That was quite amusing, I read the "Welcome to your new list" message before the wikitech-l message. Anyway, a list just for parser discussion is good.

Here's a bit of ANTLR grammar I wrote to handle basic article structure: paragraph blocks and "special blocks", where two consecutive blocks of the same type need an extra linefeed. Since I haven't written any Lex or Yacc before, I'm still wrestling a bit with what are probably fairly basic problems. In this case, I found the requirement of an extra linefeed quite challenging to implement without ambiguity problems.

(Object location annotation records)
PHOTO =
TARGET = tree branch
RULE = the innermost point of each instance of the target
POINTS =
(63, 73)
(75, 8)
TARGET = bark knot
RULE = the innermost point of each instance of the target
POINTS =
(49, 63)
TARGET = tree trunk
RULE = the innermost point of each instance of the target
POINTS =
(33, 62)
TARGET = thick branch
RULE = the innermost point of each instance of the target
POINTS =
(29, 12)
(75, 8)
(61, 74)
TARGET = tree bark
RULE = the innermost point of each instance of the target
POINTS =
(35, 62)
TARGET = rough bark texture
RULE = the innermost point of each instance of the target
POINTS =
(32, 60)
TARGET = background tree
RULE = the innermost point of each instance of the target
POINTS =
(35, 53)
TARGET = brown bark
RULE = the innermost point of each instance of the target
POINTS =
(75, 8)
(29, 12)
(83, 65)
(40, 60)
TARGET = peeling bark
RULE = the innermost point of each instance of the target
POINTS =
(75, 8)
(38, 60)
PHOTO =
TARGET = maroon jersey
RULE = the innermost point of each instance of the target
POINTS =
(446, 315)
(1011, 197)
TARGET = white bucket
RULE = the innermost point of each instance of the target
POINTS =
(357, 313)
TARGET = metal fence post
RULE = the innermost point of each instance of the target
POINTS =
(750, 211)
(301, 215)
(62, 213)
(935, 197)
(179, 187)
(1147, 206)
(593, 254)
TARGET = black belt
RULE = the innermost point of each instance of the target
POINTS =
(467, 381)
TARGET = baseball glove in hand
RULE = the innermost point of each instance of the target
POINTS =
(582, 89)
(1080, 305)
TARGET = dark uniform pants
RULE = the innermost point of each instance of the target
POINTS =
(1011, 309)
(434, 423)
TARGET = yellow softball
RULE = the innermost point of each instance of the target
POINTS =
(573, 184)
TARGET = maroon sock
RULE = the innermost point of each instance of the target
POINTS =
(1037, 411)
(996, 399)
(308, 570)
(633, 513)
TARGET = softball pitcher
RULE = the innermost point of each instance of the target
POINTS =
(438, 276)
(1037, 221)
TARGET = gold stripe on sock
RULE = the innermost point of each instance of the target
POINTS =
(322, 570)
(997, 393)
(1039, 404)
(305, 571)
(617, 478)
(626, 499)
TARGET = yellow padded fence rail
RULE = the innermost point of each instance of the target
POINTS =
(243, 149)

**GIVEN EXERCISE**
Could you transcribe the parser discussion message word for word, starting at "That was quite" and ending at "without ambiguity problems."?

**THE REPLY**
That was quite amusing, I read the "Welcome to your new list" message before the wikitech-l message. Anyway, a list just for parser discussion is good.

Here's a bit of ANTLR grammar I wrote to handle basic article structure: paragraph blocks and "special blocks", where two consecutive blocks of the same type need an extra linefeed. Since I haven't written any Lex or Yacc before, I'm still wrestling a bit with what are probably fairly basic problems. In this case, I found the requirement of an extra linefeed quite challenging to implement without ambiguity problems.